L’azienda lo ha comunicato ieri mattina ai sindacalisti Mario Cavaliere (Filca Cisl Pavia) e Massimo Vidal (Fillea Cgil Pavia) che a dicembre avevano chiesto un incontro urgente con la proprietà per conoscere i motivi del prolungamento della cassa a gennaio. «Questa mattina (ieri per chi legge, ndr) è arrivata la doccia fredda – commenta Vidal -. L’azienda ci ha comunicato che dopo il 19 gennaio non chiederà più il rifinanziamento della cassa integrazione ordinaria, ma che avvieranno le pratiche per la dismissione dell’attività e il licenziamento collettivo dei lavoratori».

L’azienda si è data 75 giorni di tempo per gestire la procedura di licenziamento, mentre non sono stati dati tempi certi sulla chiusura definitiva dello stabilimento, visto che prossimamente almeno una parte dei lavoratori tornerà in fabbrica per avviare il percorso di dismissione di macchinari e attrezzature.

> [Esercizi scritti]:
• A. Traduci in inglese questa frase dell'articolo sulla chiusura dello stabilimento: «L’azienda si è data 75 giorni di tempo per gestire la procedura di licenziamento, mentre non sono stati dati tempi certi sulla chiusura definitiva dello stabilimento, visto che prossimamente almeno una parte dei lavoratori tornerà in fabbrica per avviare il percorso di dismissione di macchinari e attrezzature.»
• B. Elenca i nomi di persona e le sigle sindacali che compaiono nell'articolo sulla chiusura dello stabilimento.
• C. Prosegui l'articolo sulla chiusura dello stabilimento a partire dall'ultima frase riportata.

> [Dati forniti]:

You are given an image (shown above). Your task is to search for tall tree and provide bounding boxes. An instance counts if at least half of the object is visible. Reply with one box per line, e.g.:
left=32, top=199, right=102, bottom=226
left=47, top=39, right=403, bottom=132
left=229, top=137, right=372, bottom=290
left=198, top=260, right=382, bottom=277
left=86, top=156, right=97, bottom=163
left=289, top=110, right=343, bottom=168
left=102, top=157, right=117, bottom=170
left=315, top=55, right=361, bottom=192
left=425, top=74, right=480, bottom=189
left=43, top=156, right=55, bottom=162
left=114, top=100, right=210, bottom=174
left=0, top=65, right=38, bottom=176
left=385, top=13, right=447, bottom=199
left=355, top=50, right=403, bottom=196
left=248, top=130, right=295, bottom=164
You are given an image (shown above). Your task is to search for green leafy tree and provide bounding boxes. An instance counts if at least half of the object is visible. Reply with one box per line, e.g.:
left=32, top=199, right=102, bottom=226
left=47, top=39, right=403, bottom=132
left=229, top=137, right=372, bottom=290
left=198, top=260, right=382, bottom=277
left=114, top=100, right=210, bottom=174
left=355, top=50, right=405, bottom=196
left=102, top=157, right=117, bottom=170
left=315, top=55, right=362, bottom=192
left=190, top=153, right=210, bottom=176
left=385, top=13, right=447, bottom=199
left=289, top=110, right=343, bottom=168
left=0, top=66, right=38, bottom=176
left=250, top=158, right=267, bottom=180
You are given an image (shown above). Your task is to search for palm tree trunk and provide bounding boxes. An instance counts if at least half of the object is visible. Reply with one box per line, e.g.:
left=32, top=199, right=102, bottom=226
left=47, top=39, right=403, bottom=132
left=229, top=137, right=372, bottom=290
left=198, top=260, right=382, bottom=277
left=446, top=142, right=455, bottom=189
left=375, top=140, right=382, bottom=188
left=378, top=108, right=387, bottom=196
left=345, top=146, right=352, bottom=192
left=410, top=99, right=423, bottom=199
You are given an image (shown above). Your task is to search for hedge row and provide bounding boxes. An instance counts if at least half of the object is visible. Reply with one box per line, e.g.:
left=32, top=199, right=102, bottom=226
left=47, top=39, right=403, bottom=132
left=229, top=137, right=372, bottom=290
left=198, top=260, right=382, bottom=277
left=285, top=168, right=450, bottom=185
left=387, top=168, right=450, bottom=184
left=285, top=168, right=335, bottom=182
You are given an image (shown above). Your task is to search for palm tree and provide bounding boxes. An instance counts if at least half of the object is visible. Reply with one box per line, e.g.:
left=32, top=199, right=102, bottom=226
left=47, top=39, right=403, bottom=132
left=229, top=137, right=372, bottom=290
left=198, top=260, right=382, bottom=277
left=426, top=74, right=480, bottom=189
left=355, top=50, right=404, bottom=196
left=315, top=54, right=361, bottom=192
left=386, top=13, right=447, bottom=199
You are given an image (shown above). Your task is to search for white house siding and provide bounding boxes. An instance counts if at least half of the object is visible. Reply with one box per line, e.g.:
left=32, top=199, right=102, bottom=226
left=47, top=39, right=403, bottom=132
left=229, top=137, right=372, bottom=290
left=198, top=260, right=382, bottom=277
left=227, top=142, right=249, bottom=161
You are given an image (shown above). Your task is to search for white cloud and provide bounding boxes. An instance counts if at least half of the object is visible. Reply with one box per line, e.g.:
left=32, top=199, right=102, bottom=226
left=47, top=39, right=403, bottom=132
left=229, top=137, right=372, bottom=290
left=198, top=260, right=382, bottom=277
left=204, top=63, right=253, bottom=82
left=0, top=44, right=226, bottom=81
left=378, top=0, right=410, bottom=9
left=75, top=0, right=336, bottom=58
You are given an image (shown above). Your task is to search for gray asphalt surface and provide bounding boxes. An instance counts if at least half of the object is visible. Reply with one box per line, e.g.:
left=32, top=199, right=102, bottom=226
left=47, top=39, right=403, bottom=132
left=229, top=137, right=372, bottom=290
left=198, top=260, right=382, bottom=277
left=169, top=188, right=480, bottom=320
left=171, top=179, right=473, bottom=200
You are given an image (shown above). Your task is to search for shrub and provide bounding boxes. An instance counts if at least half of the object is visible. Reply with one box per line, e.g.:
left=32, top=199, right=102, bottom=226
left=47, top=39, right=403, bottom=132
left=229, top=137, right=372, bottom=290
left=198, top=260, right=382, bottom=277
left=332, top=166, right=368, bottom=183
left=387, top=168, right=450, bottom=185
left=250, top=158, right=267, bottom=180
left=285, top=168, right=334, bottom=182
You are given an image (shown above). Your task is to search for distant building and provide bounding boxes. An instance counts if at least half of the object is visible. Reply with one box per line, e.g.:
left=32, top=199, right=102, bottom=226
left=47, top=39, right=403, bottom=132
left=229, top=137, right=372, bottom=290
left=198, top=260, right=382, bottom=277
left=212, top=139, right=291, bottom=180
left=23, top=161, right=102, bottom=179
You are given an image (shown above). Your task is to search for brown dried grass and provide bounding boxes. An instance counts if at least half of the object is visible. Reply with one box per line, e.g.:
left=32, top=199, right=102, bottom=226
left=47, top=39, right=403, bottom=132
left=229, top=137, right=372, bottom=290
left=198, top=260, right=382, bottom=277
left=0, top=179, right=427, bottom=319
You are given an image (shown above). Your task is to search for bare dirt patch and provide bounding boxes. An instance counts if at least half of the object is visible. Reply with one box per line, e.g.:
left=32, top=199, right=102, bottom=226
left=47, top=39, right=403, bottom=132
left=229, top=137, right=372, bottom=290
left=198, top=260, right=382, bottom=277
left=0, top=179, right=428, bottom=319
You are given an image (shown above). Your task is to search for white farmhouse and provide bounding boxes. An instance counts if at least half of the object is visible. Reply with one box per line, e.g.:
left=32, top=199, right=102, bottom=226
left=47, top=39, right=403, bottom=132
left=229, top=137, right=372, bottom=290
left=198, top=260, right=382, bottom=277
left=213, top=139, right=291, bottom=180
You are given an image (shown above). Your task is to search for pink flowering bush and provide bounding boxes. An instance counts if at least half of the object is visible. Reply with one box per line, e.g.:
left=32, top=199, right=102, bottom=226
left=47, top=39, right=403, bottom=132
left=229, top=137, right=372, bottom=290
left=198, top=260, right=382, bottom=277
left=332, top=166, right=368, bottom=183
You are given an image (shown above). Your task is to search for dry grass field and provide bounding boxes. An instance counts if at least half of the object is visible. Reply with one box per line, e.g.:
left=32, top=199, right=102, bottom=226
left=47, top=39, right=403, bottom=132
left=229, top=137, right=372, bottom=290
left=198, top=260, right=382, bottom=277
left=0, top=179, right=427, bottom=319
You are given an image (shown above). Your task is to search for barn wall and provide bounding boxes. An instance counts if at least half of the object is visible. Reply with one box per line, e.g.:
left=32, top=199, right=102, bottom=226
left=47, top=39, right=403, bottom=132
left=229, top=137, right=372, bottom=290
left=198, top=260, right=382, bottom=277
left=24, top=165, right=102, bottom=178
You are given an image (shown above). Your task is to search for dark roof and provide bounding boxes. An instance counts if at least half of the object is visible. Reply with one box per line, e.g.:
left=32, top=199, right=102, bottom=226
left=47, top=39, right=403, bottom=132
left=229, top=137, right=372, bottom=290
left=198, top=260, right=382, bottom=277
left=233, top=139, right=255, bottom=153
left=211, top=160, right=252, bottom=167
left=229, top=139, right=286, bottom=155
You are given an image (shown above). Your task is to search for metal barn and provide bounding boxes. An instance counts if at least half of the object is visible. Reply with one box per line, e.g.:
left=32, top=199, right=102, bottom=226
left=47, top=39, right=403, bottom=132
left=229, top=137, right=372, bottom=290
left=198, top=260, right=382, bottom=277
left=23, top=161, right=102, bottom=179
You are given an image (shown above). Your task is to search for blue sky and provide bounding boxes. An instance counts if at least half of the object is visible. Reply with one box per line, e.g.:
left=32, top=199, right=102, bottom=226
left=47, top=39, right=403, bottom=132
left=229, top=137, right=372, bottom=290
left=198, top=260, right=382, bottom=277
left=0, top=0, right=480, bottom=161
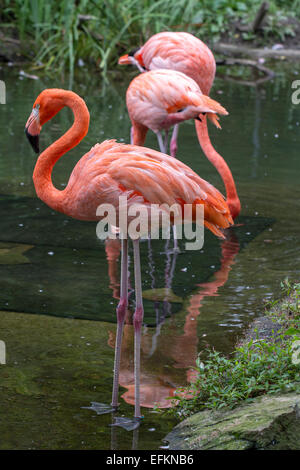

> [Soluzioni per esercizio]:
• A. The company has given itself 75 days to handle the layoff procedure, while no firm timeline has been given for the final closure of the plant, since at least some of the workers will soon return to the factory to begin the process of decommissioning machinery and equipment.

• B. Mario Cavaliere; Filca Cisl Pavia; Massimo Vidal; Fillea Cgil Pavia

• C.
Nel 2022, dopo un periodo di crisi in cui si trovava lo stabilimento oltrepadano, la famiglia Caspani, già socia di minoranza della Xilopan, tramite la holding Hc aveva rilevato le quote dell'ex socio di maggioranza, la famiglia Montanari, scegliendo come presidente il commercialista vogherese Guido Marchese e come direttore generale Davide Renati (ex A2a). In questi due anni la nuova proprietà era riuscita a saldare debiti con banche, Inps e Agenzia delle entrate con largo anticipo rispetto a quanto fissato nel concordato e ad aumentare il fatturato dell’azienda; a dicembre 2023, inoltre, aveva addirittura acquistato l'area dismessa accanto alla fabbrica, dove sorgeva il complesso del Centro Commerciale Oltrepo (ex IperDì), e i terreni annessi, in vista di un futuro ampliamento. Se Cgil e Cisl, infatti, sottolineano «i tanti sforzi fatti dalla proprietà in questi due anni per risollevare le sorti dell’azienda», non possono nascondere la preoccupazione per il futuro e per l’impatto sul tessuto sociale del territorio di 71 lavoratori (la maggior parte ancora lontani dalla pensione), che, se non si troverà una soluzione alternativa, perderanno il posto e rimarranno senza un’occupazione.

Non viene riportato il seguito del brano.